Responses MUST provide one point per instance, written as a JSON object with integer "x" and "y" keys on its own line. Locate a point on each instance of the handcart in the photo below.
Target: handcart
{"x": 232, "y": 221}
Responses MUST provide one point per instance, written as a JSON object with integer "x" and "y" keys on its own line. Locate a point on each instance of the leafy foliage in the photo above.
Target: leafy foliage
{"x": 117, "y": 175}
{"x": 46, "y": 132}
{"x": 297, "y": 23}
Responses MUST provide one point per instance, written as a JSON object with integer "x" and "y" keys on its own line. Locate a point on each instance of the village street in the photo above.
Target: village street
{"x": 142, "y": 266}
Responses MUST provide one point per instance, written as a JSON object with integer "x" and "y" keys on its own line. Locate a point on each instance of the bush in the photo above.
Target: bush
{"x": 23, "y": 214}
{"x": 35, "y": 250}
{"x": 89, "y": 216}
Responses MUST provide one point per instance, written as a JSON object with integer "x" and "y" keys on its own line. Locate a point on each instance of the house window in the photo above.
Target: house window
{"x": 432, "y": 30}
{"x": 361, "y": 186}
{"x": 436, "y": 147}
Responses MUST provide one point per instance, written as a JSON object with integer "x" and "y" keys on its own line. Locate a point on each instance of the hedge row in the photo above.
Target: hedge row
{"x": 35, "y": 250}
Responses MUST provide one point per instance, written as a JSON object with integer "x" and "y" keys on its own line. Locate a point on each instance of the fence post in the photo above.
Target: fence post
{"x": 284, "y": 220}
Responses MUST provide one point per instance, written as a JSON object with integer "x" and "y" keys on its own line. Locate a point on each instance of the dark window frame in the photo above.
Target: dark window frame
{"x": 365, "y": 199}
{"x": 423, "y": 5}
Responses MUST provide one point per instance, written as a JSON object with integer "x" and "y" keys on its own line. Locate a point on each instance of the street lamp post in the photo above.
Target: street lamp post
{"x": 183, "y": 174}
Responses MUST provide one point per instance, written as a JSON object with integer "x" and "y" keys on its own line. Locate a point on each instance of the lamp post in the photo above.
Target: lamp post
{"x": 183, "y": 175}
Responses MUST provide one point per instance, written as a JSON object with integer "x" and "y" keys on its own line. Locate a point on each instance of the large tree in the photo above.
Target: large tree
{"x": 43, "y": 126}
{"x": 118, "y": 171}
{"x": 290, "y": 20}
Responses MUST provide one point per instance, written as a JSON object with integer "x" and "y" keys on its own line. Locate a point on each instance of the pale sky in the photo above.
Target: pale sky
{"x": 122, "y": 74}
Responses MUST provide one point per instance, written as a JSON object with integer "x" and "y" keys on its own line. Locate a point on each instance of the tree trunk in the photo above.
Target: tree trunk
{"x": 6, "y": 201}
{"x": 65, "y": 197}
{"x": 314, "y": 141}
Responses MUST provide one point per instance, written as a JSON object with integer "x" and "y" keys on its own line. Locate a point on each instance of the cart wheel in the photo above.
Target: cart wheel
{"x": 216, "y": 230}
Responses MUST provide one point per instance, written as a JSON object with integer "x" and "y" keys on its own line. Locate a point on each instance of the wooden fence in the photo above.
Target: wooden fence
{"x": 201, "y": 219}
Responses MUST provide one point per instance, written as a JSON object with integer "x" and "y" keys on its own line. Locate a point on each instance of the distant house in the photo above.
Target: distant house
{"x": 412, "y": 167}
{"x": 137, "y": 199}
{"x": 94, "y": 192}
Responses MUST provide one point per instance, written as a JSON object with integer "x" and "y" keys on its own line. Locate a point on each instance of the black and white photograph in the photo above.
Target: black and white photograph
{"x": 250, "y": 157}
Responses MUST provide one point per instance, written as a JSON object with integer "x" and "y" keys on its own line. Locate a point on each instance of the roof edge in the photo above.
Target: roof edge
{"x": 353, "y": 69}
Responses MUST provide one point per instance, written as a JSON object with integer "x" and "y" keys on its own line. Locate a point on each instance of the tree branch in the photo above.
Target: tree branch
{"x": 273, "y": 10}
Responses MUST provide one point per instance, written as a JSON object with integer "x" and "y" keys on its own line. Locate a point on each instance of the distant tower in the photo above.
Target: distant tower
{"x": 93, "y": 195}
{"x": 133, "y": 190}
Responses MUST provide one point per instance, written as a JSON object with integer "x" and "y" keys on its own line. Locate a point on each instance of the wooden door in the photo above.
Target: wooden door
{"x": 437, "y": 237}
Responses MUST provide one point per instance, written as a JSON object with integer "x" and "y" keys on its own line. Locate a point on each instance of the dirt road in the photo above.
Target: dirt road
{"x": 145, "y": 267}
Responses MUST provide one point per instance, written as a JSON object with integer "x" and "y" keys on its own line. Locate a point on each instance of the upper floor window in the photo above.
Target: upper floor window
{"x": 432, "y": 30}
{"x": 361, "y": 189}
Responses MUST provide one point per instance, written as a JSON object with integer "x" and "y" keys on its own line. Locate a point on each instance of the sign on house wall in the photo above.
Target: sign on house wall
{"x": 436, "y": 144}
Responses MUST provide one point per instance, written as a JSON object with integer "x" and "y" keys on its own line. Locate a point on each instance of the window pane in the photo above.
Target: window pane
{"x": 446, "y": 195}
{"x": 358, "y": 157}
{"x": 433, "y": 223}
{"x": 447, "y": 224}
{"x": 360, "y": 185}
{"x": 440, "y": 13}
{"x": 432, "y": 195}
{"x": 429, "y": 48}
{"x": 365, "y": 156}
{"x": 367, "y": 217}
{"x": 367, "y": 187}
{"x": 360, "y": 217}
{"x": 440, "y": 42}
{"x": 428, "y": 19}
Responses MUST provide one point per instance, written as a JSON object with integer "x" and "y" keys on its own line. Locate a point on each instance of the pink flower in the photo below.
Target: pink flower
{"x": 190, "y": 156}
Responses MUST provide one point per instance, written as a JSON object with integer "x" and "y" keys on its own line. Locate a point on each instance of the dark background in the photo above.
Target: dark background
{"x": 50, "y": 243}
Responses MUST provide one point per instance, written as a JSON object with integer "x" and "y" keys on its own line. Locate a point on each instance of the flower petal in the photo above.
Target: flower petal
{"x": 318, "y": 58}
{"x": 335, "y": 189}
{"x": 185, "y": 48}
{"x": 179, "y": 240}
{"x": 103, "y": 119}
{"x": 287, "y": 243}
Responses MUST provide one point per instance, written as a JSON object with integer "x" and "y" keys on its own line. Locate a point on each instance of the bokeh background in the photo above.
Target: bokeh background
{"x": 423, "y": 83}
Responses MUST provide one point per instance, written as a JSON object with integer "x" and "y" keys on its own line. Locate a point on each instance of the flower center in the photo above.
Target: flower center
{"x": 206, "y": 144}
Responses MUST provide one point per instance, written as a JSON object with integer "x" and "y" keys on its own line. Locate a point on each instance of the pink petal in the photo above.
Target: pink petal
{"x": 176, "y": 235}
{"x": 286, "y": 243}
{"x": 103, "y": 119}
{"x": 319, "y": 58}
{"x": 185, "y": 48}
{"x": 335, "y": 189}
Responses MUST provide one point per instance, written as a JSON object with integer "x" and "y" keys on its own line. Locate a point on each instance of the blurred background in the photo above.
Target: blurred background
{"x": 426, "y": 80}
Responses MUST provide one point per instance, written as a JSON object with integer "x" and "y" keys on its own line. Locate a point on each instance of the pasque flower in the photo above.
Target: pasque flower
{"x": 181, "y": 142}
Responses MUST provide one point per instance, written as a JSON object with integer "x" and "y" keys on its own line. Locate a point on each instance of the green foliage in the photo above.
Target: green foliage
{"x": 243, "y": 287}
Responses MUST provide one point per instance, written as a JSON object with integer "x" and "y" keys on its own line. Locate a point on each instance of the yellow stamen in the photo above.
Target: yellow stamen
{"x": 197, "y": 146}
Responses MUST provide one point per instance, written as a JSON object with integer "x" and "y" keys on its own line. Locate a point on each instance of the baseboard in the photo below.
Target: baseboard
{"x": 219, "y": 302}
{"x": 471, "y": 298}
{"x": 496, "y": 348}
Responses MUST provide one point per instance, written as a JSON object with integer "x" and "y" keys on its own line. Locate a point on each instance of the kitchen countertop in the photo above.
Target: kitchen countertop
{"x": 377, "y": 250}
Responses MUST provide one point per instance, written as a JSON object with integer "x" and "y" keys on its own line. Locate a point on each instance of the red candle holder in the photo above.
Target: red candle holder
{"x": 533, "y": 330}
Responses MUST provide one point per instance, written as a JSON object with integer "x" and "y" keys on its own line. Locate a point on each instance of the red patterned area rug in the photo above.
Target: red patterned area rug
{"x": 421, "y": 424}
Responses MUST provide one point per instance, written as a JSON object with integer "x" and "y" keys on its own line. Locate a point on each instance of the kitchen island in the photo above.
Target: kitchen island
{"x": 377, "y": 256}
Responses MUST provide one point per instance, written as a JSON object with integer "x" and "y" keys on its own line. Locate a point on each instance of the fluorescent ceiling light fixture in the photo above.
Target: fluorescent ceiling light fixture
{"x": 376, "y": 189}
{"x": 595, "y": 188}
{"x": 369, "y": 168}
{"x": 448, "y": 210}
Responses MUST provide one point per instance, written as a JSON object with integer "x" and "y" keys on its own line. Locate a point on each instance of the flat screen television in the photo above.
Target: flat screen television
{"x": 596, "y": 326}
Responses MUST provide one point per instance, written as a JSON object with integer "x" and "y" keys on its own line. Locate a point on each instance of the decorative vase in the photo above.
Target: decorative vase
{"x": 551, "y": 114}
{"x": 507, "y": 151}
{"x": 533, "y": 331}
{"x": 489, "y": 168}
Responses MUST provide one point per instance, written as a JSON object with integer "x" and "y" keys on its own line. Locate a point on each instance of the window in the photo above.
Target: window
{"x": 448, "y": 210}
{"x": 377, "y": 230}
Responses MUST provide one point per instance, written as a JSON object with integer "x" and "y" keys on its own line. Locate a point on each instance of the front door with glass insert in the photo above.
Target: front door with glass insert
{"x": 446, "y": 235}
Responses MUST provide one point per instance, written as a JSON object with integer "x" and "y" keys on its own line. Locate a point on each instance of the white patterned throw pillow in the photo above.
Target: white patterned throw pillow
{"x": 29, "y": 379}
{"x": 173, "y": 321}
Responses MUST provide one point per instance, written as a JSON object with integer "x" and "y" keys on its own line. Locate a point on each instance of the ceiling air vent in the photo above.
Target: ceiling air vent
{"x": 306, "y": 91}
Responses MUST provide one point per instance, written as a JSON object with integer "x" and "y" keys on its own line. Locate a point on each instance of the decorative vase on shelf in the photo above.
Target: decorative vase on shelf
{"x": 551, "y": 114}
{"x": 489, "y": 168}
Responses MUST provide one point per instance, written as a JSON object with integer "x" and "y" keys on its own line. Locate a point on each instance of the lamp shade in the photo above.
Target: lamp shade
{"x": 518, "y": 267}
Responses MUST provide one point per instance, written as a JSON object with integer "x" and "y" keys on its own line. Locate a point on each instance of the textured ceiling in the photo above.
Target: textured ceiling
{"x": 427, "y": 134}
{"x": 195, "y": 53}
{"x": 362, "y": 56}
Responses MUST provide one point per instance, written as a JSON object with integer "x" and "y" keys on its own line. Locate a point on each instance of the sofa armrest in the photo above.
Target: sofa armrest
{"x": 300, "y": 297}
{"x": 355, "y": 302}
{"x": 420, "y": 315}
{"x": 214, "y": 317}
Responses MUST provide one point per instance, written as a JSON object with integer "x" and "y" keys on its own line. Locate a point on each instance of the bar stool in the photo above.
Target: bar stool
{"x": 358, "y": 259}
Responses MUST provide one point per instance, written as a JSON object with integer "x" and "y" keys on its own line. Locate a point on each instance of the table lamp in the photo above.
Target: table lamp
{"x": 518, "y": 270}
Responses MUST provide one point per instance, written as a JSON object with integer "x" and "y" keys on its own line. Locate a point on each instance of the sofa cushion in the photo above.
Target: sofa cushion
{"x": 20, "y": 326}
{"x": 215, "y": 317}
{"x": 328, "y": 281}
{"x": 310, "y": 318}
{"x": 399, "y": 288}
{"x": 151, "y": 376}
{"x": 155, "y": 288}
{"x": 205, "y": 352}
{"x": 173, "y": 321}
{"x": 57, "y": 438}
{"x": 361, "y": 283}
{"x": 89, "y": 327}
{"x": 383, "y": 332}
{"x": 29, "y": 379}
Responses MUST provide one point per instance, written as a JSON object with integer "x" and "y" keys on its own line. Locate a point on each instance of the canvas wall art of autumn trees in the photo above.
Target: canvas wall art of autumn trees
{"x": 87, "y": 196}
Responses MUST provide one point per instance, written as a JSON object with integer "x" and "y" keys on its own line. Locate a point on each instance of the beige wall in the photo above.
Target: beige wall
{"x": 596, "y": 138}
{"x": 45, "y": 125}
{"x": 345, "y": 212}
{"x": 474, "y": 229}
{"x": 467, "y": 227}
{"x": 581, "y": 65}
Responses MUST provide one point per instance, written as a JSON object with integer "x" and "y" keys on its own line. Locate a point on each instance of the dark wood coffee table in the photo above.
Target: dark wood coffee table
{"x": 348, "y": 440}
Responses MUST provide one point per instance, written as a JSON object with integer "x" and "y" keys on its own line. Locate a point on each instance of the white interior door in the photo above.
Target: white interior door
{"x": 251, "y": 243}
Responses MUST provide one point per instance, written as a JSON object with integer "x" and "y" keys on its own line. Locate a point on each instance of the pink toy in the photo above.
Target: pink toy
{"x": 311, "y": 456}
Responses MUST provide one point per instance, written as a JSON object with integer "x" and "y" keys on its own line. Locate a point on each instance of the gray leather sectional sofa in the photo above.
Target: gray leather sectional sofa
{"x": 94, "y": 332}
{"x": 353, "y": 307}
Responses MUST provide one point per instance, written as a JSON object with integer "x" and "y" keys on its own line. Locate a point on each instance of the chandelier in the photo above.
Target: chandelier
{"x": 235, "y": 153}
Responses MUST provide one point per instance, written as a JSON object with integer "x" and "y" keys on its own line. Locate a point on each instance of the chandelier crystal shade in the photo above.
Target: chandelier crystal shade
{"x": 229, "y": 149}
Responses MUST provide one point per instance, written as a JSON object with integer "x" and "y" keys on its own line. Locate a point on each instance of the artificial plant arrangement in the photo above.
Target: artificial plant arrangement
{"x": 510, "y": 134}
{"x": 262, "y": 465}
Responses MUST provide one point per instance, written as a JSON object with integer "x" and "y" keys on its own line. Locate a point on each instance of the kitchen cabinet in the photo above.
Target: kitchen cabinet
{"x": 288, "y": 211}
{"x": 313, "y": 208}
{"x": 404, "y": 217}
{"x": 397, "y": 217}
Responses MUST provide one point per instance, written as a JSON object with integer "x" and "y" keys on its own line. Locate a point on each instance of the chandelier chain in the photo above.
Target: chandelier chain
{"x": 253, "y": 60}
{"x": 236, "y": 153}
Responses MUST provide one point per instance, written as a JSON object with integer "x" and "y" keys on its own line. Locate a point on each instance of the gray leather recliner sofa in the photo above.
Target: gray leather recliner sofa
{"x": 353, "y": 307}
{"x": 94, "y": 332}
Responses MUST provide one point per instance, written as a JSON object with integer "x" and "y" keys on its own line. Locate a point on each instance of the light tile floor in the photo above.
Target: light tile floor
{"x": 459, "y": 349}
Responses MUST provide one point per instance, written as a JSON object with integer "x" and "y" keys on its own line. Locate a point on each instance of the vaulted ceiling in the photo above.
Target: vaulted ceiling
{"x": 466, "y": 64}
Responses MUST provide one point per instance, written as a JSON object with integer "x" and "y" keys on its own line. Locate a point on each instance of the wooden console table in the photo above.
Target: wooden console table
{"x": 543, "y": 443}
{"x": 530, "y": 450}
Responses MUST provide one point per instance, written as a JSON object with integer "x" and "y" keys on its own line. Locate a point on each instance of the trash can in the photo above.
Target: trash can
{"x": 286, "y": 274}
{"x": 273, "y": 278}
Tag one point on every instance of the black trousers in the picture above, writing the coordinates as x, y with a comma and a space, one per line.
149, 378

::::

#### Problem:
Quote every line from the line containing "chain in the photo above." through the closing line of the listing, including both.

#### Full output:
Responses MUST provide one point per instance, written as a JSON object with integer "x" and "y" keys on its own line. Locate a point on each instance of the chandelier chain in the photo above.
Target: chandelier chain
{"x": 253, "y": 60}
{"x": 236, "y": 153}
Responses MUST provide one point per instance, written as a JSON object with integer "x" and "y" keys on its own line. Locate a point on each instance of the gray leather recliner sofa in the photo above.
Target: gray leather recliner sofa
{"x": 353, "y": 307}
{"x": 94, "y": 332}
Responses MUST provide one point per instance, written as a JSON object with integer "x" and "y" keys on its own line. Locate a point on each instance of the light tile floor in the photo above.
Target: light tile floor
{"x": 459, "y": 349}
Responses MUST provide one point per instance, written as a JSON object with integer "x" and "y" keys on its own line. Locate a point on each instance of the vaulted ceiling in the photo above.
Target: vaulted ceiling
{"x": 466, "y": 64}
Responses MUST provide one point per instance, written as a JSON object with integer "x" and "y" keys on its own line. Locate a point on each instance of the wooden console table in the photo above.
Target: wooden console table
{"x": 543, "y": 443}
{"x": 530, "y": 450}
Responses MUST provide one point per instance, written as a JSON object with integer "x" and "y" keys on its own line. Locate a point on each instance of the trash can in the photo above.
Target: trash can
{"x": 286, "y": 274}
{"x": 273, "y": 278}
Tag one point on every instance of the black trousers in the picture above, writing the coordinates as x, y with a comma and a space, one per line.
149, 378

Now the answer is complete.